## Requirement:
The lines to extract start at the one containing "[spot] the work" and end with the last line; give them exactly and nothing more.

═══ Material to process ═══

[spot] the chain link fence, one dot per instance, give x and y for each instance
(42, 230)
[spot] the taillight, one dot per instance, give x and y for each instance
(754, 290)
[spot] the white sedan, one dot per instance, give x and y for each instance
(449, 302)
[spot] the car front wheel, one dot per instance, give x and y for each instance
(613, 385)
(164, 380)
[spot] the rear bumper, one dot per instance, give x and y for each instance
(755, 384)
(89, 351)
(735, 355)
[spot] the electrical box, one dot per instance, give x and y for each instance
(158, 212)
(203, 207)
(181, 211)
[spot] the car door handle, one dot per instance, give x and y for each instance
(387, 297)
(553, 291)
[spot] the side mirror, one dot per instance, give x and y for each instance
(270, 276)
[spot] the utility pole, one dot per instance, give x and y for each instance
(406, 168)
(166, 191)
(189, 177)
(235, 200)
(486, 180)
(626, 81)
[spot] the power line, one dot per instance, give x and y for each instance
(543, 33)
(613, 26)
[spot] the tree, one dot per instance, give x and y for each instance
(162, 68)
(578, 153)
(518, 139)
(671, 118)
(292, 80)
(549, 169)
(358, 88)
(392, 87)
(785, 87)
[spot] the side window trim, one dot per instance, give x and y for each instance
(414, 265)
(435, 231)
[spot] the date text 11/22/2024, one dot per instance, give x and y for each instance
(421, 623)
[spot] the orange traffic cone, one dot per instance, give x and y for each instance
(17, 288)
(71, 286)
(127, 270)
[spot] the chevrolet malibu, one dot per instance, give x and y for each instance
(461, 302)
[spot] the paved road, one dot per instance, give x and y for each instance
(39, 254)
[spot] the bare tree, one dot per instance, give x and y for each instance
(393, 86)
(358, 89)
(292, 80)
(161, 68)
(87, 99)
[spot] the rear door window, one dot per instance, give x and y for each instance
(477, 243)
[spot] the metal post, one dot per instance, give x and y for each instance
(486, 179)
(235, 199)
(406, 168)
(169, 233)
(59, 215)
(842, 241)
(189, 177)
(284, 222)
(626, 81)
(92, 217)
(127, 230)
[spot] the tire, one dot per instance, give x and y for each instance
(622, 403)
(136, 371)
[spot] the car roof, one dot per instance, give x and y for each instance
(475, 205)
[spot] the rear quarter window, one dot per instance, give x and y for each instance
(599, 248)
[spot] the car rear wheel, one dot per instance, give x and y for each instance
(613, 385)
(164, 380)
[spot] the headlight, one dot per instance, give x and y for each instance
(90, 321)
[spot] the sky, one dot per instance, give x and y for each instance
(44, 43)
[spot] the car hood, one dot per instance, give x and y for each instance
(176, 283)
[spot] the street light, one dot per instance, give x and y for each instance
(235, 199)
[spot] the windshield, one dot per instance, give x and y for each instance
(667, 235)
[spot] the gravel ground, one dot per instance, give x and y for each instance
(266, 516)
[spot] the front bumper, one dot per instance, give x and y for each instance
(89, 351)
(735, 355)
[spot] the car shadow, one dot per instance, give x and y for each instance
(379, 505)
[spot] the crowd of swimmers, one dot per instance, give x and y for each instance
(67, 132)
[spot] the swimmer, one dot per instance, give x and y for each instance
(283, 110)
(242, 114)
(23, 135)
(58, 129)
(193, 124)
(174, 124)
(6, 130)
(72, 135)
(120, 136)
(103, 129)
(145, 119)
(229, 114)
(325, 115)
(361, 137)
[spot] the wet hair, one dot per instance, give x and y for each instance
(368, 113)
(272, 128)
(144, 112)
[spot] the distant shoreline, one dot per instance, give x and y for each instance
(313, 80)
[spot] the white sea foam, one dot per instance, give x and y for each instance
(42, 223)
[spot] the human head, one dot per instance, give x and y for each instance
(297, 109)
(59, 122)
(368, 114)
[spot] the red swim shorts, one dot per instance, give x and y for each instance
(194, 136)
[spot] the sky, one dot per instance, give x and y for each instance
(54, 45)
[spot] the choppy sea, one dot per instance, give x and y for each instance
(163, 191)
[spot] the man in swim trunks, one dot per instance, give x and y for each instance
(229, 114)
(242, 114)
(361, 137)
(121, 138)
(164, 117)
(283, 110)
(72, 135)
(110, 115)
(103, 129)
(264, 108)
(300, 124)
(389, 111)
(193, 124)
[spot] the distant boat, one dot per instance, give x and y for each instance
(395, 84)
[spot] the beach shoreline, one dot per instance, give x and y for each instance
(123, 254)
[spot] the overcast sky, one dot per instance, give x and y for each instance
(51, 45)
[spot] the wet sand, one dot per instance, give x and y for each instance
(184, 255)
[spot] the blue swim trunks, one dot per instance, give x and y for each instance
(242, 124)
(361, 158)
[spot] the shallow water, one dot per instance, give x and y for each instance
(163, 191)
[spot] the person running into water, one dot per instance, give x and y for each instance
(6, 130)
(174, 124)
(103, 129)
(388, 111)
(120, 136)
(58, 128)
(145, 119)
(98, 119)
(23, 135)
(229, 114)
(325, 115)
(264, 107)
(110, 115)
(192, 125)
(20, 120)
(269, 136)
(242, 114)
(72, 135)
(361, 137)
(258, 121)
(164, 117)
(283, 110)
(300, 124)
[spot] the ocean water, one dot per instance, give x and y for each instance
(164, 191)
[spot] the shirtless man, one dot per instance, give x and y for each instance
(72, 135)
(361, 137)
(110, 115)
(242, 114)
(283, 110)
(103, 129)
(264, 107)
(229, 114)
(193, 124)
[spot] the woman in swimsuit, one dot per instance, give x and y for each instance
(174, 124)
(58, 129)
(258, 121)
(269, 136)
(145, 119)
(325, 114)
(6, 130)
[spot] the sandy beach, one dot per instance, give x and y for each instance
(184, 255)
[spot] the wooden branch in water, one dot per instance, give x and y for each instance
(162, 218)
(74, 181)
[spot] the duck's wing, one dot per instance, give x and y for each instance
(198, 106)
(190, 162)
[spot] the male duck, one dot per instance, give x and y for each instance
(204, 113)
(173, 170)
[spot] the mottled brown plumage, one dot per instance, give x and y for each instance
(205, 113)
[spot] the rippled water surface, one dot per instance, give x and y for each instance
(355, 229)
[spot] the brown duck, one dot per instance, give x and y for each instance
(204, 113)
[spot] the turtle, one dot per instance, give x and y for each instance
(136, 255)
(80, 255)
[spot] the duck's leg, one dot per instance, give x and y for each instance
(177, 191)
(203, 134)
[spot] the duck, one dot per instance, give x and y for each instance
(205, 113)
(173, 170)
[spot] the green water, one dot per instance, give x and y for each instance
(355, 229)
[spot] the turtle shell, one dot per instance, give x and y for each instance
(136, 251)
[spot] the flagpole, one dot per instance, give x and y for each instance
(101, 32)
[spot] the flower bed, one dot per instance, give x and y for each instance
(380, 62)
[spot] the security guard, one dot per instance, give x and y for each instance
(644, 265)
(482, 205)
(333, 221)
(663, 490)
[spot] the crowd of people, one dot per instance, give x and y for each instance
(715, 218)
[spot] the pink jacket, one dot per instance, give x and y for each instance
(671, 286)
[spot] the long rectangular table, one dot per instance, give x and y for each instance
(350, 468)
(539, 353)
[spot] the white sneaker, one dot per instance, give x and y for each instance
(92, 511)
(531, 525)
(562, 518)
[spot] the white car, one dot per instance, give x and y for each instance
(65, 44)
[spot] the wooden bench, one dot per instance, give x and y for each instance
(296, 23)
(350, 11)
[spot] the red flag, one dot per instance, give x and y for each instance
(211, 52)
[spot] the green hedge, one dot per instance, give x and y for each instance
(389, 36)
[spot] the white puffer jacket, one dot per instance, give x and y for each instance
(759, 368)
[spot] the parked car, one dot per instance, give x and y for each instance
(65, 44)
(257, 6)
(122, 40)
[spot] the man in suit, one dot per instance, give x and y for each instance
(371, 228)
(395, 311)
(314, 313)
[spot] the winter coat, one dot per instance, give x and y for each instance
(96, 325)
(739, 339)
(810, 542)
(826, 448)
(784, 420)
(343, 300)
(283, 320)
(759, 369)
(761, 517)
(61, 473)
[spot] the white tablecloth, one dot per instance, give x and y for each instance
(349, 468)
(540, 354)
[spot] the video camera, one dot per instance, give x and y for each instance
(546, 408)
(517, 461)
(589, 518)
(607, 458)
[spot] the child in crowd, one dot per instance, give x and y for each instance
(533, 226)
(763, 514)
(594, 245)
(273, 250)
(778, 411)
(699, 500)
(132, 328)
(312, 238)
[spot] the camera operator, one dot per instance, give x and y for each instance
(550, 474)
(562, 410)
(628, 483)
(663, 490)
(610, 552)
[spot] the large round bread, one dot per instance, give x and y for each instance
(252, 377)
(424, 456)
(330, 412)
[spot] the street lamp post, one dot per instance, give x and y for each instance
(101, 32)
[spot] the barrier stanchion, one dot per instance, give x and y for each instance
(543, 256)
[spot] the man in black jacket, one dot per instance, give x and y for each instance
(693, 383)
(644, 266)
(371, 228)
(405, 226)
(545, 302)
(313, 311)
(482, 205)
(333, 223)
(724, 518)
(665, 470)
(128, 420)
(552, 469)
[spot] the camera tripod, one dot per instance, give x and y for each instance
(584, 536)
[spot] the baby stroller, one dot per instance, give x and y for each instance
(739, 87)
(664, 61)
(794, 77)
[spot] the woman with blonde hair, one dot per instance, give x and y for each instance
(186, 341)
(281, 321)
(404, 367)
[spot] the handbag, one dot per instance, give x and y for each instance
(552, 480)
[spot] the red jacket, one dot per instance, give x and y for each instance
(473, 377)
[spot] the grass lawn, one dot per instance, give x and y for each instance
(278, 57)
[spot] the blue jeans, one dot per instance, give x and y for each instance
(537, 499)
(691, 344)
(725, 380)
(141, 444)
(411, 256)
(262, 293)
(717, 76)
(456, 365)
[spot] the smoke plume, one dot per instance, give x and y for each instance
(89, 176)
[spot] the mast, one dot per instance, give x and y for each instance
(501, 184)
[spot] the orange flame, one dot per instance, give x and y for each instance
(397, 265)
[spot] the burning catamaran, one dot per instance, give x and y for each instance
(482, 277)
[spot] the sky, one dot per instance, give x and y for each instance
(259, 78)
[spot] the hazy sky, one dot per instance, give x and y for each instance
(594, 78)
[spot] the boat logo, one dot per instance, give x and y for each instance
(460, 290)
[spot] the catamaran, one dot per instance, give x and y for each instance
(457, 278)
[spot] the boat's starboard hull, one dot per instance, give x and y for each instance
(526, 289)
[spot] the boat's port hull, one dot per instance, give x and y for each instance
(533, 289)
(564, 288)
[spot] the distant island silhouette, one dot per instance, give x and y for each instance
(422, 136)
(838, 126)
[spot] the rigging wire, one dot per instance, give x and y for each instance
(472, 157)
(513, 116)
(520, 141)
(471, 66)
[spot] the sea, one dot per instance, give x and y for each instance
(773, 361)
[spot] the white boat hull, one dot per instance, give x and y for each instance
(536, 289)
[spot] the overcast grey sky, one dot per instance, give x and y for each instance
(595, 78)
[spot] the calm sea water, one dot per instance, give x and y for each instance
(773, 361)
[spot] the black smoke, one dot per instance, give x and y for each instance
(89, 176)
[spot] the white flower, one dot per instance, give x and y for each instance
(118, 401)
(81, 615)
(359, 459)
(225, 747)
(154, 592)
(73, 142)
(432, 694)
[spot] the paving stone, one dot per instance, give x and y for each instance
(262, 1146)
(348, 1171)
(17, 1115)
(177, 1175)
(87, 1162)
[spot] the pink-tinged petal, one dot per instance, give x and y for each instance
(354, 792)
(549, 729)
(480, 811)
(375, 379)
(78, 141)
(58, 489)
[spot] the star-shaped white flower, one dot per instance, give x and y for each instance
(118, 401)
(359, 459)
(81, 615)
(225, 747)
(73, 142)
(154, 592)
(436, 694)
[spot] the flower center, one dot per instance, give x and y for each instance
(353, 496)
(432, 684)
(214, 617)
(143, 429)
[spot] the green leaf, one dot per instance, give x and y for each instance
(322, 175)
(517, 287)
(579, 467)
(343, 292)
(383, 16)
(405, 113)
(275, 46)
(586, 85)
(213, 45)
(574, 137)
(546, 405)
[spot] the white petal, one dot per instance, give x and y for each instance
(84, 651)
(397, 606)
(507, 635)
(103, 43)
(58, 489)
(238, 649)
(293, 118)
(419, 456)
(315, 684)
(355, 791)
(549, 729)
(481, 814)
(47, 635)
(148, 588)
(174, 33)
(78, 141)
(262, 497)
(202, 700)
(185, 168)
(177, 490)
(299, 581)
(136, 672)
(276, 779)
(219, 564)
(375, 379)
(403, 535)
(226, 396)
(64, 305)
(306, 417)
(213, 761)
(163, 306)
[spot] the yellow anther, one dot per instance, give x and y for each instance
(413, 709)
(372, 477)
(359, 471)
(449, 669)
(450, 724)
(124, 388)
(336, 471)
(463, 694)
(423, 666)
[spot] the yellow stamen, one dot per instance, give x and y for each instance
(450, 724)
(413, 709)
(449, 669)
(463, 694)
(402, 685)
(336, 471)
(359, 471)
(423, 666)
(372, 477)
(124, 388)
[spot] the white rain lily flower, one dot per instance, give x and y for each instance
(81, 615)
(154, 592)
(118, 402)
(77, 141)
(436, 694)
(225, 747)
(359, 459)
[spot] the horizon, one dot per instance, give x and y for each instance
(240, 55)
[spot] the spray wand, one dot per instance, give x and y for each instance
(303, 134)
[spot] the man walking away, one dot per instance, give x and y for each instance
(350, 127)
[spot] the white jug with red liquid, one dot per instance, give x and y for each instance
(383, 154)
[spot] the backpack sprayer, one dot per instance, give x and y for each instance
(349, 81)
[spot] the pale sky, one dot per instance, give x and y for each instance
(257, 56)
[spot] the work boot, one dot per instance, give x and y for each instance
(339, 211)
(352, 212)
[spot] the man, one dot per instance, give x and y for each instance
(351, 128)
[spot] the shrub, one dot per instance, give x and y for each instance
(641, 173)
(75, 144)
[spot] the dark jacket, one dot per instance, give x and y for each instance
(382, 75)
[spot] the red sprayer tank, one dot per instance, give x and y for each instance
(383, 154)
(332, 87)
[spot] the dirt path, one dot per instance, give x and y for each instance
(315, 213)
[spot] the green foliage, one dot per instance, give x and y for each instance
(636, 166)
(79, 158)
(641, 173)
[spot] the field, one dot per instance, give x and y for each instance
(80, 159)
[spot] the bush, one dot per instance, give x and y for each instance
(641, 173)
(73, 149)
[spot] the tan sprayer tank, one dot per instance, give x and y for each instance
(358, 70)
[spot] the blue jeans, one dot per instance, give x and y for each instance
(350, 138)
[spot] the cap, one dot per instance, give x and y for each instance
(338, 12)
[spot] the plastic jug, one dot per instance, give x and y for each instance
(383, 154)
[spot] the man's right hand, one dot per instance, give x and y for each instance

═══

## The result:
[spot] the work boot, one dot per instance, give x and y for each instance
(339, 211)
(352, 212)
[spot] the man, one dot per instance, give x and y for each instance
(351, 128)
[spot] the shrub, one dot per instance, give x and y for each instance
(641, 173)
(75, 144)
[spot] the dark jacket, one dot per instance, give x and y for each instance
(382, 75)
[spot] the red sprayer tank, one dot per instance, give x and y for each instance
(383, 154)
(332, 87)
[spot] the dirt path, one dot per instance, give x and y for each instance
(315, 213)
[spot] the green foliage, one dot per instance, give x and y for each instance
(636, 166)
(79, 158)
(641, 173)
[spot] the field, one dot per instance, give x and y for each instance
(80, 159)
[spot] the bush, one dot per instance, give x and y for each instance
(641, 173)
(73, 149)
[spot] the tan sprayer tank, one dot per instance, give x and y for each instance
(358, 70)
[spot] the blue jeans, one dot per instance, give x and y for each instance
(350, 138)
[spot] the cap, one dot per instance, give x and y for each instance
(338, 12)
[spot] the plastic jug, one dot per instance, give x and y for each instance
(383, 154)
[spot] the man's right hand, one dot per instance, give x and y for each instance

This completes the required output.